**Soal Pemahaman**
a: Menurut teks tentang tantangan siswa di bawah, apa cita-cita Bahtera?
b: Sebutkan semua media dan alat yang dipakai Bahtera untuk membuat gambar wajah menurut teks tentang tantangan siswa di bawah.
c: Teruskan teks tentang tantangan siswa di bawah, mulai setelah kalimat terakhirnya.

**Bagian Dokumen**
· · · · ·

“Memantik siswa dengan tantangan itu ya berbeda-beda dong. Mosok setiap siswa diberikan tantangan yang sama, siswanya saja memiliki karakteristik dan passion yang berbeda-beda”, inilah salah satu ungkapan yang sedang kami perbincangkan dengan teman sejawat Pak Taufiq. Inilah yang menjadi prinsip kami di jurusan Animasi ketika memberikan tantangan (challenge) kepada siswa. Dari prinsip inilah, akhirnya kami memutuskan untuk membuat suatu challenge wajib dan challenge bebas. Challenge wajib digunakan untuk menyelaraskan antara capaian kompetensi yang hendak dicapai sesuai kurikulum, sedangkan challenge bebas untuk memberikan wadah perbedaan passion yang dimiliki anak agar terus berkembang agar mencapai versi terbaiknya masing-masing. Ketika saya melihat potensi dari Bahtera, ternyata ia memiliki kemampuan membuat gambar wajah baik menggunakan media dan alat berupa kertas dan pensil maupun menggunakan kanvas dan cat minyak. Hal ini saya dapatkan dari informasi dari orang tuanya Bahtera tentang kemampuannya di bidang gambar. Informasi inilah sebenarnya bagian dari tes diagnostik untuk mengetahui potensi yang dimiliki. Berdasarkan hasil challenge pertama yaitu “Siapakah Aku”, saya bisa membaca bahwa Bahtera memiliki kesukaan melukis dan menggambar, bahkan cita-citanya memang menjadi seorang pelukis, membuka galeri lukisannya sendiri. Dari informasi inilah saya menjadi yakin bahwa memberikan pantikan dan tantangan kepada Bahtera merupakan keniscayaan yang harus dilakukan agar potensinya berkembang pesat. Jika dilihat lebih lanjut dari tantanga “Siapakah Aku”, Bahtera ini memiliki kelemahan yakni menunda-nunda waktu mengerjakan tugas karena lebih asyik bermain game. Dari kelebihan dan kelemahan ini, saya berkeyakinan ketika Bahtera ini dipantik sesuai passionnya maka akan melejit dan masih di bangku sekolah ini pasti ia sudah dapat penghasilan sendiri.

· · · · ·

**Kumpulan Entri**
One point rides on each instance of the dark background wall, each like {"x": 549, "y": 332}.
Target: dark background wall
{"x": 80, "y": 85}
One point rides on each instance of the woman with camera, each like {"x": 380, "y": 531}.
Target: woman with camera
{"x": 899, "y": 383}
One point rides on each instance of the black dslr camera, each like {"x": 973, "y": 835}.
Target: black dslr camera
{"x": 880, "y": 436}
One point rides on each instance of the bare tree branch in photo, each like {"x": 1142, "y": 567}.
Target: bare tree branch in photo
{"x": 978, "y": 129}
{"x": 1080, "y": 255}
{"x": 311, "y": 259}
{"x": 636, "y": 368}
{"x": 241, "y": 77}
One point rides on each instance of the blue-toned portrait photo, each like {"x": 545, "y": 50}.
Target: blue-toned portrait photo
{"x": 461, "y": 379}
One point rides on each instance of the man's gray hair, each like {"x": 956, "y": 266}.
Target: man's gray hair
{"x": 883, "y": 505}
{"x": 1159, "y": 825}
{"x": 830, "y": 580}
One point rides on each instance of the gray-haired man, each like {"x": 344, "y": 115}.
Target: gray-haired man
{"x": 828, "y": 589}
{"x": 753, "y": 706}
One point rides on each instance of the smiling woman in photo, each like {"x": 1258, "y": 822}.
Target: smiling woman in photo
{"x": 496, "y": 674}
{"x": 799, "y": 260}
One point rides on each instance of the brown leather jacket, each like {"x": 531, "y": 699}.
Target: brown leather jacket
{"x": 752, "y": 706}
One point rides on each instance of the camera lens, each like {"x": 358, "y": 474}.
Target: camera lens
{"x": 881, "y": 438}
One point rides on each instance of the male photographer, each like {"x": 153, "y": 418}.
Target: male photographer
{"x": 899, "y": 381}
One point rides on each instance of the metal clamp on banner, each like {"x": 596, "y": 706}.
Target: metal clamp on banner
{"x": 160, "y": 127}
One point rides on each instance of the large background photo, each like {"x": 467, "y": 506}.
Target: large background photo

· · · · ·

**Jawaban Tiap Tugas**
a: Menjadi seorang pelukis dan membuka galeri lukisannya sendiri.

b: Kertas, pensil, kanvas, dan cat minyak.

c:
Awalnya Bahtera saya pantik untuk membuat sebuah lukisan di atas kertas dari foto ibu saya. Tantangan ini ternyata dapat dilaluinya dengan baik bahkan hanya 3 hari ia mampu membuat gambar tersebut. Saya semakin yakin bahwa Bahtera memiliki potensi yang unik yang perlu dikembangkan, diberi tantangan yang lebih sehingga possionnya dapat melejit dengan pesat.
Komunikasi secara pribadi juga saya lakukan untuk menjalin kedekatan dengan siswa, karena mendidik itu sebenarnya bukan secara klasikal. Setiap anak adalah unik, maka pendekatan yang paling efektif adalah pendekatan secara personal. Komunikasi secara pribadi tersebut hendaknya memegang prinsip couching yaitu memberikan power question yang mampu membawa pada kesadaran diri bahwa siswa itu perlu melejitkan potensi yang dimilikinya. Dari perbincangan dengan Bahtera, munculah kesadaran diri bahwa dirinya perlu melakukan proses berkarya secara kontinyu di bidang menggambar dan melukis.
Ketika Kasi SMK Cabang Dinas Pendidikan Wilayah I, Pak Andang berkunjung ke SMK Negeri 11 Semarang, menjadi moment penting bagi saya untuk memberikan tantangan kepada Bahtera untuk menggambar wajah dan mengubahnya menjadi karikatur. Foto segera saya kirim ke Bahtera. Dalam waktu 3 hari, karya tersebut sudah dikirim ke sekolah. Hal ini menunjukkan bahwa Bahtera telah mengalami perubahan untuk naik level. Ia mampu membuat karya dengan waktu yang relatif pendek di tengah-tengah banyaknya tugas lainnya.

Di saat menyerahkan karya ini, Bahtera mendapatkan tantangan baru yaitu membuat karikatur Kepala Sekolah yaitu Pak Luluk di atas kanvas. Selanjutnya saya hubungkan dengan pengelola animax store Pak Taufik untuk memposting karya-karya Bahtera untuk mempromosikan di shoope. Guru bukan hanya memantik, namun juga perlu berkolaborasi dengan lainnya untuk memberikan solusi untuk berkembangnya jiwa wirausaha siswa. Semoga muncul Bahtera-Bahtera lainnya yang memiliki keunikan berbeda untuk tumbuh dan berkembang dengan baik.